◆ WRITTEN PROBLEM: Render the data below as a two-column CSV with the header row input,output, giving one row for each input and its matching output. Enclose every field in double quotes, replace line breaks within a field with spaces, and omit the pictures.

*** EXTRACTED ENTRIES

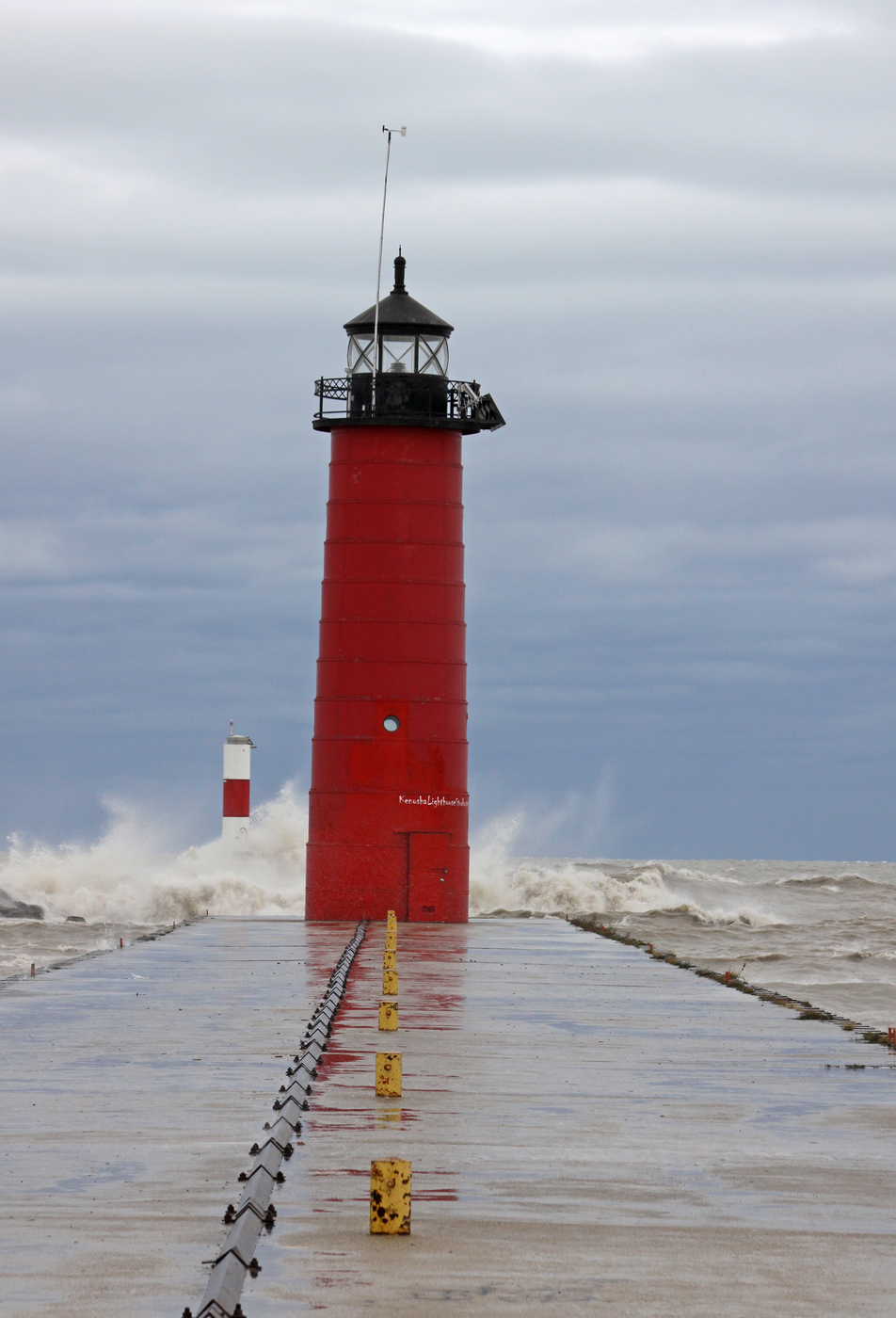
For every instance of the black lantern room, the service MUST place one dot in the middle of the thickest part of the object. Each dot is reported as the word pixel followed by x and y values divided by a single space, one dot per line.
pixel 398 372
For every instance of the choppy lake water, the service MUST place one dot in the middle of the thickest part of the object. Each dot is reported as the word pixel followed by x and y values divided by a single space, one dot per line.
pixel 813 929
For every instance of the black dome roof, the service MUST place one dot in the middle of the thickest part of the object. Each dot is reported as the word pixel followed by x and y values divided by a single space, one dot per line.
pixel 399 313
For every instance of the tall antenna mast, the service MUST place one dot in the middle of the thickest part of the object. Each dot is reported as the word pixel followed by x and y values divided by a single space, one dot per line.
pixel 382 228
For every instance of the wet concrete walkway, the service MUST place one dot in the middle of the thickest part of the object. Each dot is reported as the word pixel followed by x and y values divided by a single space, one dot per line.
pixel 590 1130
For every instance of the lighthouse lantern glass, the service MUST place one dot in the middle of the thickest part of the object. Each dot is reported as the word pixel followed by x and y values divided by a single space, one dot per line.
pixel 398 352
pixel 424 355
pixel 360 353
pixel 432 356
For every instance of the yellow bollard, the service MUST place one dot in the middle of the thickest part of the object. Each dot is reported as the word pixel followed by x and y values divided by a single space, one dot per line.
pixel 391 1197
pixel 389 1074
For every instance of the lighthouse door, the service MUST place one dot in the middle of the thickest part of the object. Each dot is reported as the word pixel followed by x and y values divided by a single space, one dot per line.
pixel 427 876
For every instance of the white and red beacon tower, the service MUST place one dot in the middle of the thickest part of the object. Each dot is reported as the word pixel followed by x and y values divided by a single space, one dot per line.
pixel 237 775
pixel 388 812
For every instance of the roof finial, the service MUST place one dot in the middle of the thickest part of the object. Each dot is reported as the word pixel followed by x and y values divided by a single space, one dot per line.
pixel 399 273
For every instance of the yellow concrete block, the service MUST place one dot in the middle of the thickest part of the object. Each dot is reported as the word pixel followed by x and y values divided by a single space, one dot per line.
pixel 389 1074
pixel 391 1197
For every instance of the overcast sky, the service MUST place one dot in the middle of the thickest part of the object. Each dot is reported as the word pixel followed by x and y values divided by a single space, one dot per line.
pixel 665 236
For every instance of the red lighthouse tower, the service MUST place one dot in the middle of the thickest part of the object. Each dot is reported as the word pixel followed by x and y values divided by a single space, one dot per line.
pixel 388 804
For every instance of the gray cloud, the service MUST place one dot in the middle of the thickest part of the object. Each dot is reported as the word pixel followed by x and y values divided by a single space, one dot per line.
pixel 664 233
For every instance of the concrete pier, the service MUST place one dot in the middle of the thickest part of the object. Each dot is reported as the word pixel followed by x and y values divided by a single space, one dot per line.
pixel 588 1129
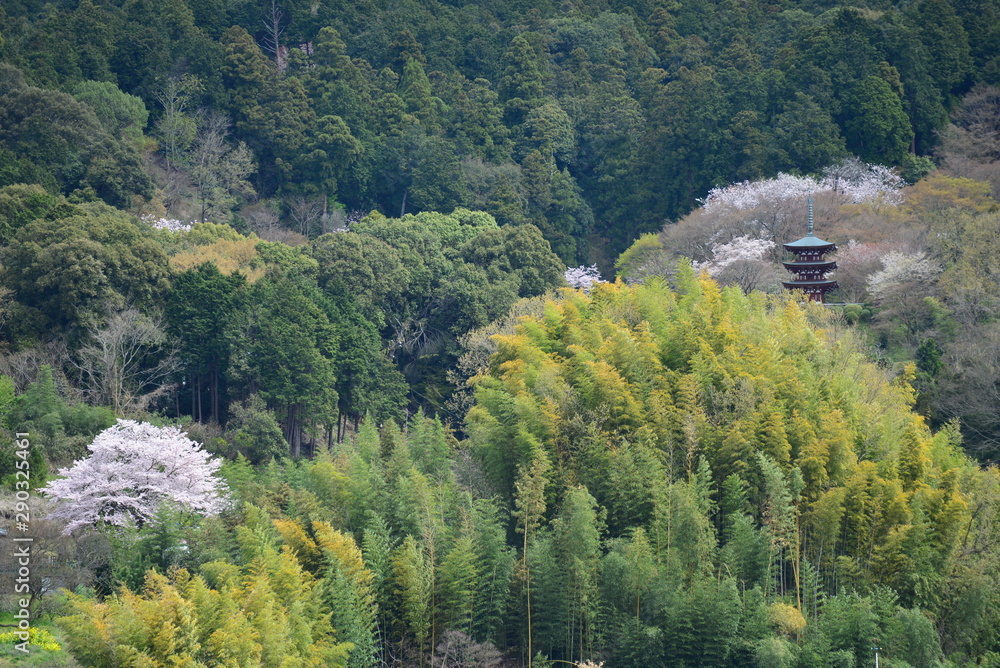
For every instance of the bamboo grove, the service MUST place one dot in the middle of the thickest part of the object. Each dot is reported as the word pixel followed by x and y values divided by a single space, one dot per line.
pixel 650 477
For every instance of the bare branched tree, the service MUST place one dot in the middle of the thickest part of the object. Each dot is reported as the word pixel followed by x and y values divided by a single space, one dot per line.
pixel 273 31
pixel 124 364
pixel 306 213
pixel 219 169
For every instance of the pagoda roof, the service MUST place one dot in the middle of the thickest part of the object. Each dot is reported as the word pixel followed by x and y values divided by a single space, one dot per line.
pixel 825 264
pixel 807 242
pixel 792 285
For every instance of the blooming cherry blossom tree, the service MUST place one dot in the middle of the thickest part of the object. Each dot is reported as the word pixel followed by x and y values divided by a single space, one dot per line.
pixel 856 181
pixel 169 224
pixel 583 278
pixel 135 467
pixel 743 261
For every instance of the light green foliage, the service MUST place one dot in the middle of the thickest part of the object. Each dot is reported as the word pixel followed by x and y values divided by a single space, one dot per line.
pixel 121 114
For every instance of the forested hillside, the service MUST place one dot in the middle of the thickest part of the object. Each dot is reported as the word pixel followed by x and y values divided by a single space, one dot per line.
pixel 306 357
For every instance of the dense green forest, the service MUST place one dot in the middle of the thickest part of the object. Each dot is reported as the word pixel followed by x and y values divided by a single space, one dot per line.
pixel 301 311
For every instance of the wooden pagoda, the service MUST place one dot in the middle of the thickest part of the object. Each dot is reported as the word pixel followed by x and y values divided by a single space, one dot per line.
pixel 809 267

******

◆ RESULT:
input,output
"For every instance of the black lantern room, the service MUST place one dot in the middle of the thickest part of the object. Each dot is reported as the word pixel followed by x and y values divided by a single space, one dot per line.","pixel 398 372"
"For every instance of the choppy lake water, the service MUST place one dot in the middle of the thickest part of the object. Each dot is reported as the word pixel followed by x and y values divided by a single space, one dot per line.","pixel 813 929"
"For every instance of the black dome roof, the service MUST place one dot in the middle of the thickest part of the object. Each dot is reported as the word pixel followed by x and y values divided by a single space, one dot per line.","pixel 399 313"
"For every instance of the tall antenna mast, the service MUST place one dot in the middle of the thickest part of the object. Each dot is reported as the word pixel followed by x and y values divided by a single space, one dot per line.","pixel 382 228"
"For every instance of the wet concrete walkway, the service MUST place one dot in the middle of the thickest part of the object. Each dot is reported as the word pixel followed by x and y values divided by a single space, one dot per line.","pixel 590 1130"
"For every instance of the lighthouse lantern glass, the service MUST place one dot in the middle of the thickest part of the object. Each dot is reported as the word pixel followed by x and y values divided by a single space, one dot per line.","pixel 398 352 pixel 424 355 pixel 360 353 pixel 432 356"
"For every instance of the yellow bollard, the service MUST place one dot in the middle of the thickest part of the object. Each dot is reported as the word pixel followed by x and y values divided by a single space, one dot per line.","pixel 391 1197 pixel 389 1074"
"For every instance of the lighthouse door, the service MUST place one dot in the middle of the thickest part of the object. Each dot is reported as the word pixel followed by x and y values divided by a single space, one dot per line.","pixel 427 876"
"For every instance of the white and red beacon tower, the service MUST place one dot in the middle of the thickest part of the object. Each dot is reported as the word pixel followed by x and y values divided by a single space, one dot per line.","pixel 237 775 pixel 388 812"
"For every instance of the roof finial, the service MUST place one dot in the middle of the thickest part of the object. Each dot is reported as the word pixel followed by x and y values divided by a single space, one dot per line.","pixel 399 273"
"For every instance of the yellow concrete block, the service MUST place one dot in the middle of the thickest part of the object. Each dot is reported as the word pixel followed by x and y values divided by a single space, one dot per line.","pixel 389 1074 pixel 391 1197"
"For every instance of the overcast sky, the service MUST place one dot in the middle of the thickest part of the object. Each dot is reported as the word pixel followed by x and y values divided by a single space, one dot per line.","pixel 665 236"
"For every instance of the red lighthouse tower, the service MUST place one dot in the middle of the thickest part of the object. Each dot is reported as the word pixel followed by x and y values divided by a single space, one dot per line.","pixel 388 804"
"For every instance of the gray cloud, the service MUST place one dot in the middle of the thickest part of the object. Each dot is reported as the word pixel followed by x and y values divided by a single space, one dot per line.","pixel 664 233"
"For every instance of the concrete pier, the service MUST place one dot in the middle of the thickest part of the object. Each dot is reported as the word pixel followed by x and y values divided by a single space, one dot per line.","pixel 588 1129"
"For every instance of the bamboo grove, the service MUST place one dot in the middle of the thickest part of the object. Each dot is reported as the word pixel followed by x and y values divided by a single space, one dot per line.","pixel 650 477"
"For every instance of the bare branched tree, the service MUST place one dot in the middle of the thickest part of the object. Each dot is reported as the word pixel followed by x and y values divided by a single space, one dot per line.","pixel 273 31 pixel 124 364 pixel 306 213 pixel 219 169"
"For every instance of the pagoda roof, the service MUST place one dot in the middle of the thickest part of the object. Each dot is reported as the word pixel followed by x and y values divided by a single space, one dot per line.","pixel 825 264 pixel 807 242 pixel 792 285"
"For every instance of the blooming cherry blossom tree, the service MUST place one dot in the middle of the thickest part of the object. Each dot is reported as the word pixel followed by x and y values divided by a single space, one dot per line.","pixel 856 181 pixel 169 224 pixel 583 278 pixel 135 467 pixel 743 261"
"For every instance of the light green foliage, the service MUST place one dot in the middle of the thickest part of the object. Each dot is reported as the word pixel followed by x and y values divided by a single space, one dot per line.","pixel 121 114"
"For every instance of the forested hillside, the service MUST place one dot in the middle of the thickest part of the object. Each dot is reported as the word pixel followed by x and y values divided by a single space, one dot per line.","pixel 306 357"
"For every instance of the dense green forest, the service MUST place one dot in the middle of the thickest part of the object. Each dot is reported as the word pixel followed by x and y values divided by a single space, one dot per line.","pixel 301 311"
"For every instance of the wooden pagoda, the service MUST place one dot in the middle of the thickest part of the object. Each dot is reported as the word pixel followed by x and y values divided by a single space, one dot per line.","pixel 809 267"